* **REQUIRED TASK**: Please quote the following material word for word, keeping every line as it stands.

* **RECORDED DATA**:
========================================

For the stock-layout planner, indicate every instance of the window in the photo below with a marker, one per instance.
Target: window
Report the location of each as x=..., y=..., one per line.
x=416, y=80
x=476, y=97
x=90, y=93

========================================

* **THE ANSWER**:
For the stock-layout planner, indicate every instance of the window in the photo below with a marker, one per instance.
Target: window
Report the location of each as x=..., y=..., one per line.
x=416, y=80
x=476, y=97
x=90, y=93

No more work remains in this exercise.